Every line from the one with "As a trail-camera wildlife monitoring system, detect every clump" to the one with "vegetation visible in the following photo.", including those two, is to be copied exactly; all other lines of the entries below are left out.

════════════════

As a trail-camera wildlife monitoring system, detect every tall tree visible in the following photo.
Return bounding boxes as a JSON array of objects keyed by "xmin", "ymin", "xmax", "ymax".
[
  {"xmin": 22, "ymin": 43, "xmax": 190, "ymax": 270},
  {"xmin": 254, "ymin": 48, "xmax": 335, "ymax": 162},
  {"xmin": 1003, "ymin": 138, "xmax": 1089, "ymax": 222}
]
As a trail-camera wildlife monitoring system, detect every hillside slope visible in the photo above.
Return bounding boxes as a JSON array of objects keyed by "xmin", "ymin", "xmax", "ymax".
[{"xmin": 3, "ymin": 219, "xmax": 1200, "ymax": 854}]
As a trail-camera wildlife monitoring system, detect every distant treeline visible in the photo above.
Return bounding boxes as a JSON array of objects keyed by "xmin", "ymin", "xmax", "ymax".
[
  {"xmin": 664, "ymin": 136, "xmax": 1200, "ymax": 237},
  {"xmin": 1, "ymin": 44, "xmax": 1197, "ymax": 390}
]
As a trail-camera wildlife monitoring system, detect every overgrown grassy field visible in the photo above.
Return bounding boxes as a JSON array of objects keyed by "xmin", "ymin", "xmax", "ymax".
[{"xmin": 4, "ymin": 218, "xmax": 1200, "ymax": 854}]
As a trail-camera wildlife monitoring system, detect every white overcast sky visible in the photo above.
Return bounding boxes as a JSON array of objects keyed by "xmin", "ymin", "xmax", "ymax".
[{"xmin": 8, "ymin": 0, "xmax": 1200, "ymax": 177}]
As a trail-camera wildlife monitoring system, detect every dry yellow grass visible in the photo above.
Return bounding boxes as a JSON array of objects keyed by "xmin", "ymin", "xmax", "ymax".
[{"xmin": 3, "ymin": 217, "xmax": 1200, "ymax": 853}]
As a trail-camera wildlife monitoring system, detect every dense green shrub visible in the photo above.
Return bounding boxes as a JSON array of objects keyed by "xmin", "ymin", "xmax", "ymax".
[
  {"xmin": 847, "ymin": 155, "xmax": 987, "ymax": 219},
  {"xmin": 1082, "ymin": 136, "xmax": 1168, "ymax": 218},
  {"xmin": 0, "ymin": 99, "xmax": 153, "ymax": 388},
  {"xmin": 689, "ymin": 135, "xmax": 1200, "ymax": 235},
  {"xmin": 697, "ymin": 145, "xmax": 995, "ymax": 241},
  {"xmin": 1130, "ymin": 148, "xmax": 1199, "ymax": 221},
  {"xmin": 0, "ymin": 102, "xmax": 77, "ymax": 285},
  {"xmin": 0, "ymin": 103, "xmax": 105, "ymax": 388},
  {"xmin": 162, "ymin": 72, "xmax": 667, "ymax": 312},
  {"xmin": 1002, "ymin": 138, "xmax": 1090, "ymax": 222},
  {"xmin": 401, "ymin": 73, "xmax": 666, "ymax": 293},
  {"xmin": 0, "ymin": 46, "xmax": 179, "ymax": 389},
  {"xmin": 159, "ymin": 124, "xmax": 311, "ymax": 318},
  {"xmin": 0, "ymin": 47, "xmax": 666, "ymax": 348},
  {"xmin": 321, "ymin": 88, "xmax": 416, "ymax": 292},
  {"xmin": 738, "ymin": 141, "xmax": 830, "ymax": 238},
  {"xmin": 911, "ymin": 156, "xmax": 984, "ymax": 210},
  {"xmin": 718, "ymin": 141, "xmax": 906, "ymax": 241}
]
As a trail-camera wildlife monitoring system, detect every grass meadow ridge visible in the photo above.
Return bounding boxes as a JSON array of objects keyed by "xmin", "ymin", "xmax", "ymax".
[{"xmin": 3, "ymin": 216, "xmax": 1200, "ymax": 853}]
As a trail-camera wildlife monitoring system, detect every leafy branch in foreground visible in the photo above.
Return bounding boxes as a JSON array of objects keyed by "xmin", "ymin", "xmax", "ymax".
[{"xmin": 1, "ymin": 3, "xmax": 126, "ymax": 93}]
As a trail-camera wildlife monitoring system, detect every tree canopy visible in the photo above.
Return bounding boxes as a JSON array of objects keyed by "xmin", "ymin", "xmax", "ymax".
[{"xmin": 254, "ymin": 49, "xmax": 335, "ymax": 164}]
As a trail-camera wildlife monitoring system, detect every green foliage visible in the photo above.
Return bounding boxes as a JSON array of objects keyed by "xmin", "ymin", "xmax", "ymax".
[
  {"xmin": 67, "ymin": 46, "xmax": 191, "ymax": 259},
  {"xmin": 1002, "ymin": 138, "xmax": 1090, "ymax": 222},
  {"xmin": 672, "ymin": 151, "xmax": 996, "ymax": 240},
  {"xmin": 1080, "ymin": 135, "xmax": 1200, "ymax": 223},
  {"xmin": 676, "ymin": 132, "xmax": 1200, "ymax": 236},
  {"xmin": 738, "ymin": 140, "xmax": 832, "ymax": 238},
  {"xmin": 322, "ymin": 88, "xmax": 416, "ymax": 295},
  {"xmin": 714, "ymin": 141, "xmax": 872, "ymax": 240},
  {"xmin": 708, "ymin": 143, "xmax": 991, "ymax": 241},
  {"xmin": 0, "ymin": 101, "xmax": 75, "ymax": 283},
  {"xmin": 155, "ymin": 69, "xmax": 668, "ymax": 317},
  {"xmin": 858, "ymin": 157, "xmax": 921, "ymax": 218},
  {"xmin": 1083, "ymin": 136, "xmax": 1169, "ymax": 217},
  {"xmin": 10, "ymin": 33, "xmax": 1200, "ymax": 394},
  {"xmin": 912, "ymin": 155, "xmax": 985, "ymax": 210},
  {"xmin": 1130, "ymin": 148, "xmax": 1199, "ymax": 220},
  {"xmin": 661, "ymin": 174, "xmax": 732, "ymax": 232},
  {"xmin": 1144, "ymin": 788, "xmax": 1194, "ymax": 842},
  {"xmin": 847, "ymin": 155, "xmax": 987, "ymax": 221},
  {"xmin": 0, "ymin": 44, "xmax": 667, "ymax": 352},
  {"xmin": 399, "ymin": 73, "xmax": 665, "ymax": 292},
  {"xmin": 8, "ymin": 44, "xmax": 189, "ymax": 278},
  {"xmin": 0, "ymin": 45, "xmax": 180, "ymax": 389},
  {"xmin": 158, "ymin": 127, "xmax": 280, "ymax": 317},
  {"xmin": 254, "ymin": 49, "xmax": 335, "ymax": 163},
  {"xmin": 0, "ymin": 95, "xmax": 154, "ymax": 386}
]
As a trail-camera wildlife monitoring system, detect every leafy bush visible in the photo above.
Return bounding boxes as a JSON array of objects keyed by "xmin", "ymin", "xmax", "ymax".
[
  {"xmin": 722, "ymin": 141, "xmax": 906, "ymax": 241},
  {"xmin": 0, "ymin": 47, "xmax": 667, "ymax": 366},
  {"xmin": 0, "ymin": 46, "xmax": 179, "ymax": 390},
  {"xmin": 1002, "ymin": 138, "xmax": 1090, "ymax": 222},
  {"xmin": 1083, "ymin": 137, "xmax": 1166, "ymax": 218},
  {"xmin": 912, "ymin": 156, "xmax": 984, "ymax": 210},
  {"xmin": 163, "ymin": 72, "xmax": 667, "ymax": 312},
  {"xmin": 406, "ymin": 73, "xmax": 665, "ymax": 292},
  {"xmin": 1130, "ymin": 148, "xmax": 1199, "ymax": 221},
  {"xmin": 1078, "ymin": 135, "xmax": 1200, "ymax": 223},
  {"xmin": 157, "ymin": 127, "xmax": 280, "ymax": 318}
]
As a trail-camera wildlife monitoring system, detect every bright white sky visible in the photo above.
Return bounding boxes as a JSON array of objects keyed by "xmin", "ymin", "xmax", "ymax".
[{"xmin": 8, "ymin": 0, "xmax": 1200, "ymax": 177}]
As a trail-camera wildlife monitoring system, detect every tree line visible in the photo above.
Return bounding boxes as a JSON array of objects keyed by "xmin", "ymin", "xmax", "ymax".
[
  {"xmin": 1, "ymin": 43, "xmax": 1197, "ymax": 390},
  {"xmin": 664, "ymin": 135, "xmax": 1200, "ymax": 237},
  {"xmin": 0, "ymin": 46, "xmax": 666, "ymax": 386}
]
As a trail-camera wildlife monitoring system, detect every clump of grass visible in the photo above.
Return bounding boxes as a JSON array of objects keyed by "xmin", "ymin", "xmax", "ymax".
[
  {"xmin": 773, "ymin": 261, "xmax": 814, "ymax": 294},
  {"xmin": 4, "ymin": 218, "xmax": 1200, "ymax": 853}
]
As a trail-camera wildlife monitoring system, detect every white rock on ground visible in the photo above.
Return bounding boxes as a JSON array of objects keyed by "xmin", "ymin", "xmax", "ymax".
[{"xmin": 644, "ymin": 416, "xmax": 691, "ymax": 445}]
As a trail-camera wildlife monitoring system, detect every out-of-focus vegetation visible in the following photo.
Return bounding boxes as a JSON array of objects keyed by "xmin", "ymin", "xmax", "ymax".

════════════════

## ANSWER TO THE PROBLEM
As a trail-camera wildlife monitoring system, detect every clump of grass visible in the photo above.
Return bounding boxes as a JSON array of objects keyed by "xmin", "ymin", "xmax", "ymax".
[
  {"xmin": 773, "ymin": 261, "xmax": 814, "ymax": 294},
  {"xmin": 4, "ymin": 218, "xmax": 1200, "ymax": 853}
]
As a trail-camera wildlife monitoring system, detect every white rock on ground visible in the photo above.
Return bounding boxes as a JSON array of objects keyed by "xmin", "ymin", "xmax", "ymax".
[{"xmin": 644, "ymin": 416, "xmax": 691, "ymax": 445}]
As a trail-camera wildlife monitoring system, detect every out-of-focus vegetation visible in the following photo.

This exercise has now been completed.